## Short exercise
How many lines of the material below contain the string "planter"? Matching is case-sensitive. Reply with the number alone.

## Working data
+++

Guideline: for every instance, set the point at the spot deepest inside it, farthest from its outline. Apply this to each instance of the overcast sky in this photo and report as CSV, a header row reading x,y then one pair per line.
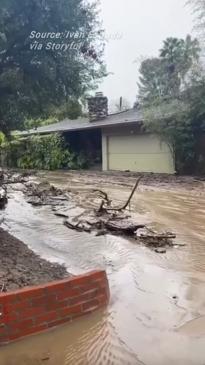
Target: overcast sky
x,y
142,26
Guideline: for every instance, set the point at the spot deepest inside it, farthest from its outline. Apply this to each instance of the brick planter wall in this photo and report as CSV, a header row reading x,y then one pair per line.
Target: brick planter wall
x,y
35,309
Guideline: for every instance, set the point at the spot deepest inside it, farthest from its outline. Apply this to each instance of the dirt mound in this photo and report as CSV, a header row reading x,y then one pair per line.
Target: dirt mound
x,y
20,267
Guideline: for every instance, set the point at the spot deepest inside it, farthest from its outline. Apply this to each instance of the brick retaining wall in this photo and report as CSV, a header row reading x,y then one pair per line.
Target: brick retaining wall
x,y
35,309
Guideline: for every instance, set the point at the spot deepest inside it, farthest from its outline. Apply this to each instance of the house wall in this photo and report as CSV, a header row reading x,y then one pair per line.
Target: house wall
x,y
130,149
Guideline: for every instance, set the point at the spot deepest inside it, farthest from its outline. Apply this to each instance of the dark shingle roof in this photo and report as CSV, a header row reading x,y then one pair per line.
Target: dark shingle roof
x,y
122,118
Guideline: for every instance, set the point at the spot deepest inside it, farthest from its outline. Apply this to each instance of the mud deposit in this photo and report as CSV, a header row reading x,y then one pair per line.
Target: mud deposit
x,y
157,309
20,267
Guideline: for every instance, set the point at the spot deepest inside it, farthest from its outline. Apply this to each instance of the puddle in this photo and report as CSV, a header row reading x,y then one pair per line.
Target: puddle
x,y
157,309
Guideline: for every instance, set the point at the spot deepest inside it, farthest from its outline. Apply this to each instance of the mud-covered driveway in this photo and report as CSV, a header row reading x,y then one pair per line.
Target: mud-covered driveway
x,y
157,311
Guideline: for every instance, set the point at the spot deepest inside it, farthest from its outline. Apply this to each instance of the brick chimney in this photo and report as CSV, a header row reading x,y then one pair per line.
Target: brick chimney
x,y
97,107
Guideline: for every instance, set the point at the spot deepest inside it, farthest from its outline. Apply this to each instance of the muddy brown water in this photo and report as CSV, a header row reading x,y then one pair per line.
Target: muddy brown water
x,y
156,314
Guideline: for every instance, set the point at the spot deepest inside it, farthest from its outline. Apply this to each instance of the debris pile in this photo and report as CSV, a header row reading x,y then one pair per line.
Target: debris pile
x,y
98,215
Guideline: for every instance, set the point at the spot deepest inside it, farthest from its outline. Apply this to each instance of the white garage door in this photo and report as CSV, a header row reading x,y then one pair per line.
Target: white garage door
x,y
141,153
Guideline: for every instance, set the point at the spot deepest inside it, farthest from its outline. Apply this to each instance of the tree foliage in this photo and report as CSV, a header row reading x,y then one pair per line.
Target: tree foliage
x,y
34,82
175,107
42,152
166,76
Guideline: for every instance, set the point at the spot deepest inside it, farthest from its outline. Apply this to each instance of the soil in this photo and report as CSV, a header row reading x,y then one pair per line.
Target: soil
x,y
20,267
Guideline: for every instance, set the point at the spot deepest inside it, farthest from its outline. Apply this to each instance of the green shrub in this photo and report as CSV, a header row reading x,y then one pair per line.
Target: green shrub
x,y
43,153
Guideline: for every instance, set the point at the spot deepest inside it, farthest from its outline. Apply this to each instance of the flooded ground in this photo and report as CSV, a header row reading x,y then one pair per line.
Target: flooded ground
x,y
156,314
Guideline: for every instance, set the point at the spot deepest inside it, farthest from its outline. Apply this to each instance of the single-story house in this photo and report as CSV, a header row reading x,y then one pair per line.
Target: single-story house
x,y
123,143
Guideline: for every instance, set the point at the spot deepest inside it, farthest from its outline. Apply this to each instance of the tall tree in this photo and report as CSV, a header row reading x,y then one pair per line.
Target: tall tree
x,y
152,80
165,77
34,78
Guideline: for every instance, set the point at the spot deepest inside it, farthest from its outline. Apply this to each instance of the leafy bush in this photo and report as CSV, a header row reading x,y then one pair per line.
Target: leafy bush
x,y
43,153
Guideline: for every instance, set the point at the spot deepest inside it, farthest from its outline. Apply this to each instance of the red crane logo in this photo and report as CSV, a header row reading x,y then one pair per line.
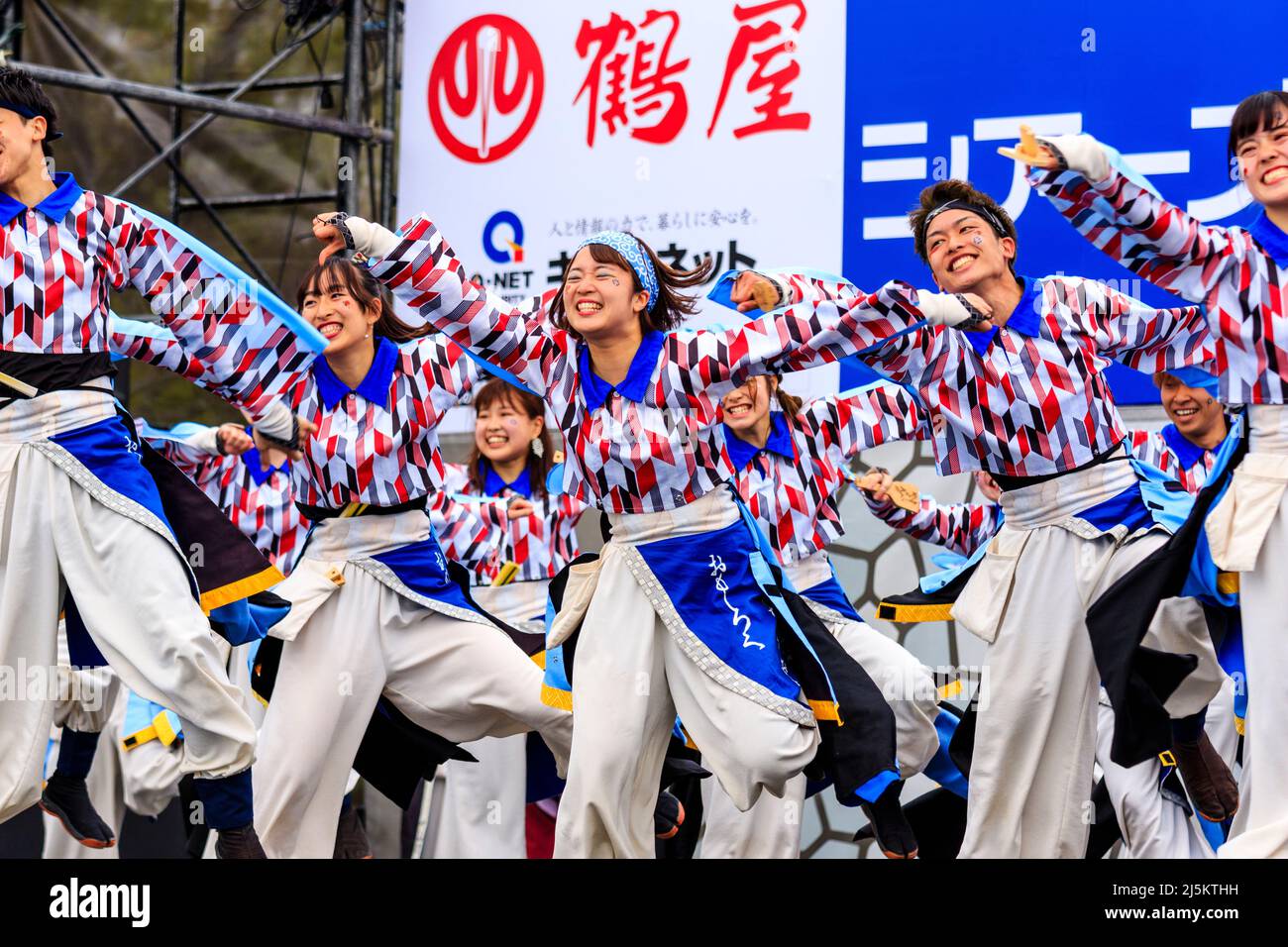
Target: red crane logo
x,y
500,67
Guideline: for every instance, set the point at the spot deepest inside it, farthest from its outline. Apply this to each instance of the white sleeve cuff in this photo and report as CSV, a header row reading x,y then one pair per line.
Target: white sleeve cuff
x,y
370,239
1081,154
277,421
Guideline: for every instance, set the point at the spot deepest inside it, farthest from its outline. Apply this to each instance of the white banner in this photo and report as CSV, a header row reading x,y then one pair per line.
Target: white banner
x,y
703,127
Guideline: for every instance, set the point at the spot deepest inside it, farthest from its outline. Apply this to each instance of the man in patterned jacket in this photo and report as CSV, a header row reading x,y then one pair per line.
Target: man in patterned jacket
x,y
80,515
1012,371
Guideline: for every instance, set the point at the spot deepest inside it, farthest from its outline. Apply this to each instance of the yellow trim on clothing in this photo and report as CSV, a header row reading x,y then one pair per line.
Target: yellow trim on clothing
x,y
825,710
160,729
952,688
889,611
243,587
557,698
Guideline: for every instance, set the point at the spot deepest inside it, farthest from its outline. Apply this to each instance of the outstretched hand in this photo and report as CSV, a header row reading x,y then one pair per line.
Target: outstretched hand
x,y
754,291
265,445
876,483
329,234
233,440
1030,151
983,321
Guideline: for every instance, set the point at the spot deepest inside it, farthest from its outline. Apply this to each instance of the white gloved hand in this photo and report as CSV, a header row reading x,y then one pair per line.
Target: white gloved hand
x,y
948,309
372,240
1081,154
277,423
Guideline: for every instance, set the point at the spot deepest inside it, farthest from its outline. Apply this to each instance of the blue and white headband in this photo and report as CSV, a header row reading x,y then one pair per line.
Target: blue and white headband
x,y
634,253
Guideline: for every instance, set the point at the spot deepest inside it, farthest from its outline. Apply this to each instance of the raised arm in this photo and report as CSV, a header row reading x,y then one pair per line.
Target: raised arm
x,y
248,355
1138,335
1122,217
198,451
851,421
465,528
881,326
960,527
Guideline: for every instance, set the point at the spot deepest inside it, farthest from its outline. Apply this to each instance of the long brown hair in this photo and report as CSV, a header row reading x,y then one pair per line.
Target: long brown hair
x,y
671,304
338,273
497,392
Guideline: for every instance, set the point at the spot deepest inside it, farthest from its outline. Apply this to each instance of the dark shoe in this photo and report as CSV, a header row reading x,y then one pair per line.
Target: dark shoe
x,y
351,838
239,843
668,815
65,797
889,826
1209,781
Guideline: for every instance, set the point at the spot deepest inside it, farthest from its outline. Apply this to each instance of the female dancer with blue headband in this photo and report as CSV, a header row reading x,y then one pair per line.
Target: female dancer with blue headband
x,y
671,615
1239,275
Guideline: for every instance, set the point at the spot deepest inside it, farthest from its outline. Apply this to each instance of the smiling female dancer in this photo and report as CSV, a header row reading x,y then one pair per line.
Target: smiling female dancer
x,y
1237,274
793,462
498,515
374,612
673,617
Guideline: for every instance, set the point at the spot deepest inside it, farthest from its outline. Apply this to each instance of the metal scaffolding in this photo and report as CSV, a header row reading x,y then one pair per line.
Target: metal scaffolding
x,y
210,101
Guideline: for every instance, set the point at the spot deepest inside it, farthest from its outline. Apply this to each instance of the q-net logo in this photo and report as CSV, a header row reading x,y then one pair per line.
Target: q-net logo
x,y
484,88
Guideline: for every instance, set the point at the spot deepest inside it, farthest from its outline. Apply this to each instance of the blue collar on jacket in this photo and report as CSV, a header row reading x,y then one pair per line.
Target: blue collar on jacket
x,y
595,390
780,442
374,386
257,474
1271,239
1025,320
54,205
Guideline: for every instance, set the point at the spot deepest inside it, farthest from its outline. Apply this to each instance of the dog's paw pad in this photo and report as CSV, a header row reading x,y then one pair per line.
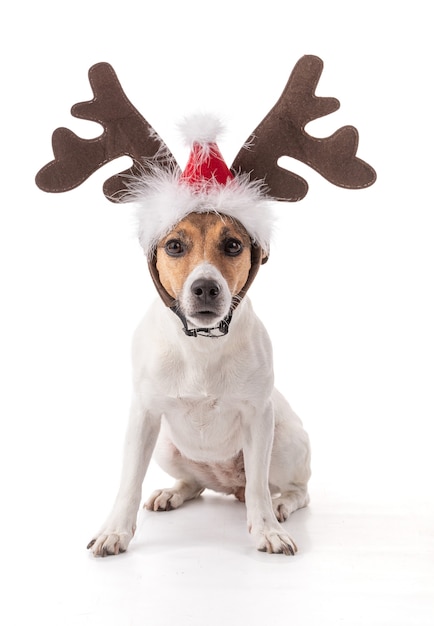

+++

## Solution below
2